> What to work on
Print every one of the records below word for word, leaving out the pictures.

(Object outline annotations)
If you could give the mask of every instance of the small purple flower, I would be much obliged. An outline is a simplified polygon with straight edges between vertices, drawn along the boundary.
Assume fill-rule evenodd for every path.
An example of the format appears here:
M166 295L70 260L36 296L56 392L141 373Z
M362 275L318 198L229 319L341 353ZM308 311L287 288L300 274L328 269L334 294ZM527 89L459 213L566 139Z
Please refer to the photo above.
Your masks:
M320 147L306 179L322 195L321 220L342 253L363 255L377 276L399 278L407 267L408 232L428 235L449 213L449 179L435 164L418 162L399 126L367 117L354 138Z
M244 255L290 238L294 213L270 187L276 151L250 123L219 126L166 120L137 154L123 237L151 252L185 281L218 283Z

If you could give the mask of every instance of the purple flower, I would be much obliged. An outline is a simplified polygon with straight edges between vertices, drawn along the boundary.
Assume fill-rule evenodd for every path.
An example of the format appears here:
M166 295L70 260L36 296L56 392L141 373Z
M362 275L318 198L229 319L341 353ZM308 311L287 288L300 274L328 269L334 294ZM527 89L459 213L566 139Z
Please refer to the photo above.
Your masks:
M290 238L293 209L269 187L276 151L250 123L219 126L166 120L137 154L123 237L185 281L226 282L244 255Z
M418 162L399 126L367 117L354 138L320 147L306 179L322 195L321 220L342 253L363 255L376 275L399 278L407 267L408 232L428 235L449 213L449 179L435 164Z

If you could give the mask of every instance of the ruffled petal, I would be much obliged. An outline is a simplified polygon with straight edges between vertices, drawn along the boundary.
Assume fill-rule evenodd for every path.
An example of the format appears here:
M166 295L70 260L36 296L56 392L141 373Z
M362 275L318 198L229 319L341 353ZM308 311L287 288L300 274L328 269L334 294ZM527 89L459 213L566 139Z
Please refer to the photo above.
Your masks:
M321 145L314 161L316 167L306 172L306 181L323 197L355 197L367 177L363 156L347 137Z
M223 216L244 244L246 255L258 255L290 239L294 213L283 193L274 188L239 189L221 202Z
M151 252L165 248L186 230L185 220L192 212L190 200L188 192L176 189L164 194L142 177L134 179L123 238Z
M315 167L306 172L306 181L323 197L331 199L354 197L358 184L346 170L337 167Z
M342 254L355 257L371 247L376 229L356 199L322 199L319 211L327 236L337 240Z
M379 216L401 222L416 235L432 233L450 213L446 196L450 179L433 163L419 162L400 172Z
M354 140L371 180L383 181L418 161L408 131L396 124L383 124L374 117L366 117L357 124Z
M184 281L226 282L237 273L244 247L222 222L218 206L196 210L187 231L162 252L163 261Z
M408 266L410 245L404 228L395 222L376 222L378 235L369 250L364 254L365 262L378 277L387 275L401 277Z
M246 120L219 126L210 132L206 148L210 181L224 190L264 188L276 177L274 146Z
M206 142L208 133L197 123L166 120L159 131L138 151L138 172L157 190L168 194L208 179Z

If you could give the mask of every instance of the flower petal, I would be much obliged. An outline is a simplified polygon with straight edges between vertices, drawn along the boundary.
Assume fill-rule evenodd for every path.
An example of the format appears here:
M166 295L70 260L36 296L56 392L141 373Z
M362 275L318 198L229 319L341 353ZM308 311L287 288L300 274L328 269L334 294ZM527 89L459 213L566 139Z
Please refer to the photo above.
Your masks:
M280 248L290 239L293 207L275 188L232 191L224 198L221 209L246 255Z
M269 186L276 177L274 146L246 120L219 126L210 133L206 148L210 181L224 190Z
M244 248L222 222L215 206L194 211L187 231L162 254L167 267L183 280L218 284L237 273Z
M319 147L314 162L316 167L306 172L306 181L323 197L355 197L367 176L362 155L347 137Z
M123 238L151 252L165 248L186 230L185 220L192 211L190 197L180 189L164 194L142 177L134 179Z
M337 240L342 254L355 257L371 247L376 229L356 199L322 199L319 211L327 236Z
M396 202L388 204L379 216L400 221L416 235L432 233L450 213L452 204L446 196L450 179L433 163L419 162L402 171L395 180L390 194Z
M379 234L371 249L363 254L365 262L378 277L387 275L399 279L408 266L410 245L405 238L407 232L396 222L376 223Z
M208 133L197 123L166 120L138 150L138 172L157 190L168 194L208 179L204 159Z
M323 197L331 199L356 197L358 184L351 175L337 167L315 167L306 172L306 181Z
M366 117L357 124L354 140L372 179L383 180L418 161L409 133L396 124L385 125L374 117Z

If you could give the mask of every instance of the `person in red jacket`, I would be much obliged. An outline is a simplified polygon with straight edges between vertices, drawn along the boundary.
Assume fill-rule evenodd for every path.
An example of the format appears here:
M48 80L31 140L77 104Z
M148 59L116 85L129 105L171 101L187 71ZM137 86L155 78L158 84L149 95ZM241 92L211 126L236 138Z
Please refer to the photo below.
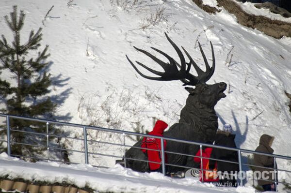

> Answer below
If you could give the mask of every instance of the small purple flower, I would be much obliged. An outline is a simplified polygon with straight edges between vertices, drawn along the boundary.
Assume fill-rule evenodd for every path.
An example of the format appears here:
M166 295L70 260L36 296L56 392L141 373Z
M362 275L318 198L229 319L341 353ZM308 311L287 288L300 274L328 269L334 294ZM527 89L459 213L566 139Z
Please refer to the photo above.
Your masks:
M320 147L306 179L322 195L321 220L342 253L363 255L377 276L399 278L407 267L408 232L428 235L449 213L449 179L435 164L418 162L399 126L367 117L354 138Z
M244 255L290 238L294 213L270 187L276 151L250 123L219 126L166 120L137 154L123 237L151 252L185 281L218 283Z

If you could give the mask of every instance of the purple flower, I would be much obliged. An outline is a simplified polygon with straight edges between vertices, drawn along the boundary.
Assume fill-rule evenodd for every path.
An example of the format appears here:
M166 295L70 260L36 296L56 392L141 373Z
M362 275L318 198L229 319L341 353ZM308 311L287 288L300 274L328 269L334 294ZM527 89L459 213L566 139Z
Please refer to the photo above.
Your masks:
M290 238L293 209L269 187L276 151L250 123L219 126L166 120L137 154L123 237L185 281L226 282L244 255Z
M418 162L399 126L367 117L354 138L320 147L306 179L322 195L321 220L342 253L363 255L376 275L399 278L407 267L408 232L428 235L449 213L449 179L435 164Z

If you could give the mask of every instance of the ruffled petal, I would be much obliged. An outline is a simplified polygon with straight edges between vertices, drawn along the boundary.
Assume fill-rule evenodd for every path.
An example of the format appears here:
M166 295L70 260L36 296L56 392L141 373Z
M362 275L318 198L229 319L341 353ZM308 311L287 288L300 274L328 269L334 294ZM527 89L459 213L566 139Z
Please refer to the photo above.
Your masks:
M321 145L314 161L316 167L306 172L306 181L323 197L355 197L367 177L363 156L347 137Z
M223 216L244 244L246 255L258 255L290 239L294 213L283 193L274 188L239 189L221 202Z
M151 252L165 248L186 230L185 220L192 212L190 200L188 192L176 189L164 194L142 177L134 179L123 238Z
M315 167L306 172L306 181L323 197L331 199L354 197L358 184L346 170L337 167Z
M342 254L355 257L371 247L376 229L356 199L322 199L319 211L327 236L337 240Z
M379 216L401 222L416 235L432 233L450 213L446 196L450 179L433 163L419 162L400 172Z
M354 140L371 180L383 181L418 161L408 131L396 124L383 124L374 117L366 117L357 124Z
M184 281L226 282L237 273L244 247L222 222L218 206L196 210L187 231L162 252L163 261Z
M408 266L410 245L404 228L395 222L376 222L378 235L369 250L364 254L365 262L378 277L387 275L401 277Z
M246 120L219 126L210 132L206 148L210 181L224 190L264 188L276 177L274 146Z
M206 142L208 133L197 123L166 120L159 131L138 151L138 172L157 190L168 194L208 179Z

If you could give the mask of every instance of the flower petal, I would be much obliged. An outline is a simplified polygon with straight edges between vertices, drawn along the boundary.
Assume fill-rule evenodd for every path.
An example of the format appears here:
M166 295L70 260L36 296L56 392L141 373Z
M362 275L318 198L229 319L341 353ZM308 311L287 288L300 274L328 269L334 294ZM527 89L459 213L566 139Z
Please refer to the photo above.
Your masks:
M280 248L290 239L293 207L275 188L232 191L224 198L221 209L246 255Z
M269 186L276 177L274 146L246 120L219 126L210 133L206 148L210 181L224 190Z
M244 248L222 222L215 206L194 211L187 231L162 254L167 267L183 280L218 284L237 273Z
M319 147L314 162L316 167L306 172L306 181L323 197L355 197L367 176L362 155L347 137Z
M123 238L151 252L165 248L186 230L185 220L192 211L190 197L180 189L164 194L142 177L134 179Z
M337 240L342 254L355 257L371 247L376 229L356 199L322 199L319 211L327 236Z
M396 202L388 204L379 216L400 221L416 235L432 233L450 213L452 204L446 196L450 179L433 163L419 162L402 171L395 180L390 194Z
M379 234L371 249L363 254L365 262L378 277L387 275L399 279L408 266L410 245L405 238L407 232L396 222L376 223Z
M208 133L197 123L166 120L138 150L138 172L157 190L168 194L208 179L204 159Z
M323 197L331 199L356 197L358 184L351 175L337 167L315 167L306 172L306 181Z
M366 117L357 124L354 140L372 179L383 180L418 161L409 133L396 124L385 125L374 117Z

If you could give the mask of every instance of the `person in red jacket`, I would be much obliged. An outline is a simplified polygon with straight edges between vertices, drawn along the boundary.
Assume fill-rule evenodd for every path.
An example of the format appears here:
M48 80L31 140L77 104Z
M148 59L116 85L129 105L171 101L187 71ZM137 86L155 78L158 84L149 95ZM241 92L211 126L236 138Z
Please refer to the photo below.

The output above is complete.